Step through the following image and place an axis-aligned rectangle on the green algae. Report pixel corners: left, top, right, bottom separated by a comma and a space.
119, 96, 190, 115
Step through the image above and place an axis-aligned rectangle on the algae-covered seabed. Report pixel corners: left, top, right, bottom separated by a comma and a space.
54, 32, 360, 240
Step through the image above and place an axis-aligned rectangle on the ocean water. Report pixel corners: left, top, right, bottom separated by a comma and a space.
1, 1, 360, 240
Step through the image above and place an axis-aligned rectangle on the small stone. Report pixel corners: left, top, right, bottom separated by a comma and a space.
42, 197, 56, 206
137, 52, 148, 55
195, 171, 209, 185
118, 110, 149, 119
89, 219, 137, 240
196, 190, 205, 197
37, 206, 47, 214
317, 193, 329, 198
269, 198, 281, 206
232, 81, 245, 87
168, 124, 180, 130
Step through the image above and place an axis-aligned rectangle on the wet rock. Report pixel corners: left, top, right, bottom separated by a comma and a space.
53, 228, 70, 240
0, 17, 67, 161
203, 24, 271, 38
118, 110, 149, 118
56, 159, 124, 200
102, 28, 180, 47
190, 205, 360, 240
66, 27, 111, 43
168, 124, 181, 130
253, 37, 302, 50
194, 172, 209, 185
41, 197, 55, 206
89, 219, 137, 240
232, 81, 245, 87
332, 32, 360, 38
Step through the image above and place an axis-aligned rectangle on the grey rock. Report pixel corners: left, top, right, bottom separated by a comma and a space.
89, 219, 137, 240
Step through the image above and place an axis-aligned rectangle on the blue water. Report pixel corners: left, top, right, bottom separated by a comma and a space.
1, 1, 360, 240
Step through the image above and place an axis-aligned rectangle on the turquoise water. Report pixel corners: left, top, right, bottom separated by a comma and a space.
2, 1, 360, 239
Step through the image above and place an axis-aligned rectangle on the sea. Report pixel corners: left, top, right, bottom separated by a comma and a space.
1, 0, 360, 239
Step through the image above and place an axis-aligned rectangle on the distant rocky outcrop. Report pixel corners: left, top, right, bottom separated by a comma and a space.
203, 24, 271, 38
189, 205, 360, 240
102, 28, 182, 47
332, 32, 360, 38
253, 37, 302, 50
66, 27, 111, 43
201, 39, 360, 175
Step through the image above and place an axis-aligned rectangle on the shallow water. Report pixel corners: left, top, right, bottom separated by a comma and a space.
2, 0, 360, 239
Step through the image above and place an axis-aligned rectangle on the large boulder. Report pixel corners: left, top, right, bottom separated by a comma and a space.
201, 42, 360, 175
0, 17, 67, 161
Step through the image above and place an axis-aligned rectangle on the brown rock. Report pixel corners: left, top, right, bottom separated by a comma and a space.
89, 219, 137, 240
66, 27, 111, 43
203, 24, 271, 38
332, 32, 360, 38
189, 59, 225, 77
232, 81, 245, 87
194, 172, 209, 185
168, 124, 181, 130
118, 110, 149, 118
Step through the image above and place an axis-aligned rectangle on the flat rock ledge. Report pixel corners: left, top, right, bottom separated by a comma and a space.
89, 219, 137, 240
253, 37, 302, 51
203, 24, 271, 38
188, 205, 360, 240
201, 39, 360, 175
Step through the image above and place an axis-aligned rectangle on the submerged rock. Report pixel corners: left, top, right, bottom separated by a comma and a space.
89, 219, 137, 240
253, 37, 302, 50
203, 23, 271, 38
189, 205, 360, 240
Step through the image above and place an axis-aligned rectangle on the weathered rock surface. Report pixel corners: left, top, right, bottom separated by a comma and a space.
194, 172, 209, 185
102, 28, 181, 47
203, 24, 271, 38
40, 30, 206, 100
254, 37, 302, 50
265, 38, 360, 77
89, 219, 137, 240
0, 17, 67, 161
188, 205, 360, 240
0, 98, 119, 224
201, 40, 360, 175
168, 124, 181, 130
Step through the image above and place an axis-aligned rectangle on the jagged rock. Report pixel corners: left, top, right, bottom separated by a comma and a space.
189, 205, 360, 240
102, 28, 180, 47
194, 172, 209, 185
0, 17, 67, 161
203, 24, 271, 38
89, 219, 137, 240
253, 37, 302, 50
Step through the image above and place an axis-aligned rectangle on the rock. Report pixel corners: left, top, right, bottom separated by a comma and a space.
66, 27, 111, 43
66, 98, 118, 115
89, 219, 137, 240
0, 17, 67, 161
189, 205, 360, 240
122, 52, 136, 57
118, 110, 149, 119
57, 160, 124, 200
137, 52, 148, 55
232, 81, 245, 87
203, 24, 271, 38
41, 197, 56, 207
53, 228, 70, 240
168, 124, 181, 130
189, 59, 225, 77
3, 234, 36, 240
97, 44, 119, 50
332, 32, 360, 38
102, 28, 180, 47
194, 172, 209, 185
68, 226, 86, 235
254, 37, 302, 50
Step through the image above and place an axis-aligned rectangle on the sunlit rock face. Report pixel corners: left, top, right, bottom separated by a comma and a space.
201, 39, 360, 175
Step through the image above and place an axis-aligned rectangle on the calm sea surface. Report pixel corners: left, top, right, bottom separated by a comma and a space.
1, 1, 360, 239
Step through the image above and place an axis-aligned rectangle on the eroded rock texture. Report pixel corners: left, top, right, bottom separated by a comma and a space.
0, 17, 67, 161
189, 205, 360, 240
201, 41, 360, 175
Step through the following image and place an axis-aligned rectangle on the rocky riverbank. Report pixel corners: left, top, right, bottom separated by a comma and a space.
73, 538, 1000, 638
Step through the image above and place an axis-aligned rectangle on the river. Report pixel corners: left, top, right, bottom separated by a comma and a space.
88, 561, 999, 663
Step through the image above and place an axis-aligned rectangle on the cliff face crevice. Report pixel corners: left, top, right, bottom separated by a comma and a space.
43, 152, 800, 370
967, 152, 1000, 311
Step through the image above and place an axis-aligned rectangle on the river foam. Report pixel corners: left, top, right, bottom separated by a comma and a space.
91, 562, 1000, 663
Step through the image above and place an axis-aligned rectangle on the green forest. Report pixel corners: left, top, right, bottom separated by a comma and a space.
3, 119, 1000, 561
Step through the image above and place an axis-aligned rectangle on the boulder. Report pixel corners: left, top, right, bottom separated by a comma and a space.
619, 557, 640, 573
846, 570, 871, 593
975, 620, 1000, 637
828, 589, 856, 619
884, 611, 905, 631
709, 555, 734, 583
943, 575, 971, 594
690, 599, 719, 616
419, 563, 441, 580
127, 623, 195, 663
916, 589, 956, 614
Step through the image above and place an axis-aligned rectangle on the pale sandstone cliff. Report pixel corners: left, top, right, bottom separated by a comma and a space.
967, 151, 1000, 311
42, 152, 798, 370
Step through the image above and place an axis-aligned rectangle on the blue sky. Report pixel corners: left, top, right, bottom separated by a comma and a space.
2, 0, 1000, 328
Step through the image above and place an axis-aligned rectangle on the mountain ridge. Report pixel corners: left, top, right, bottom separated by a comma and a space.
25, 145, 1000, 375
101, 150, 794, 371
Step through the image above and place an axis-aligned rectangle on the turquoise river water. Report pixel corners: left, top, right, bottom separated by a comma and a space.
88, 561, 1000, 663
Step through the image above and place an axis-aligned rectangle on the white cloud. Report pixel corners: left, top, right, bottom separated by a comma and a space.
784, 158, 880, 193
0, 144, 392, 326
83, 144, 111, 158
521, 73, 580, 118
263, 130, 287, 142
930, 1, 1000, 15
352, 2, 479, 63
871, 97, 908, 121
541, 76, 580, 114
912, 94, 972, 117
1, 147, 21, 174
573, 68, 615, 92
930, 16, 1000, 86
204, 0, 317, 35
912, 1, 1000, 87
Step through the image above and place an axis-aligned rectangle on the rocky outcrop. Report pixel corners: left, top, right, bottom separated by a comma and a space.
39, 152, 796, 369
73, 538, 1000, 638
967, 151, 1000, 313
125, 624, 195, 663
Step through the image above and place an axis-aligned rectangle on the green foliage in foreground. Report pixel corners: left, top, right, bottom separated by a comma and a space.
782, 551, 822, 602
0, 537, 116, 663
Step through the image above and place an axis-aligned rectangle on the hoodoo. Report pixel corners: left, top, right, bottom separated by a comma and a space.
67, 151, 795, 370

------------------------------------------------

◆ **YOUR GOAL**
Only the lines from the one holding "on the mountain" through the end of the listing should appear in the response, each restated exactly.

◆ **PROBLEM SOLUTION**
Step through the image above and place an axis-aligned rectangle on the mountain ridge. Report pixel corners: left, top, right, bottom separated by a comma and a space.
25, 145, 1000, 375
101, 150, 794, 371
Step through the image above and place an axis-aligned rectangle on the turquoise river water. Report pixel corners: left, top, right, bottom separated by a comma and a space.
88, 561, 1000, 663
Step through the image above and place an axis-aligned rectangle on the white cloud. Report pixel corners: left, top, right, bottom separated by a comma and a space.
784, 158, 880, 193
0, 144, 392, 326
83, 144, 111, 158
521, 73, 580, 118
263, 130, 287, 142
930, 1, 1000, 15
352, 2, 479, 63
871, 97, 908, 121
541, 76, 580, 114
912, 94, 972, 117
1, 147, 21, 174
573, 68, 615, 92
930, 16, 1000, 86
204, 0, 317, 35
912, 1, 1000, 87
Step through the image above and place an axis-aligned rectangle on the rocky outcrop. Report pixel corners: left, top, right, bottom separated by a comma and a space.
39, 152, 796, 369
73, 538, 1000, 638
967, 151, 1000, 313
125, 624, 195, 663
Step through the image above and place an axis-aligned rectangle on the green foliage in foreground. Report pixel corners: left, top, right, bottom separated by a comma and a space.
782, 551, 822, 602
0, 537, 116, 663
Step through the image above and place an axis-aligned rectangle on the hoodoo. Report pixel corners: left, top, right, bottom separated by a comma and a space.
67, 151, 795, 370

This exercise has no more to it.